*** Data supplied Section Begins ***
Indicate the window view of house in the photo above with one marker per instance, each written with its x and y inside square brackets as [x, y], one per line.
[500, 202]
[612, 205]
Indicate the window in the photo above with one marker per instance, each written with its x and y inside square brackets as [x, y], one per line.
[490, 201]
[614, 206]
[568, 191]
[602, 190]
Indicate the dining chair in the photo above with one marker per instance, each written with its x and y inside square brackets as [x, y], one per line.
*** Data supplied Section Ends ***
**Your instructions:** After the last line, print all the entries once again, unchanged.

**Solution to the problem:**
Indicate the window view of house in the photo above with one marker per instance, each written with its x and y inside square brackets as [x, y], one per line.
[500, 202]
[612, 205]
Indicate the window in the photo above with one marker per instance, each written with its x and y inside square brackets as [x, y], one per line.
[490, 201]
[614, 206]
[568, 191]
[602, 190]
Indicate the dining chair in the photo above with one marker per instance, each written with its x and y inside square brackets as [x, y], one per line.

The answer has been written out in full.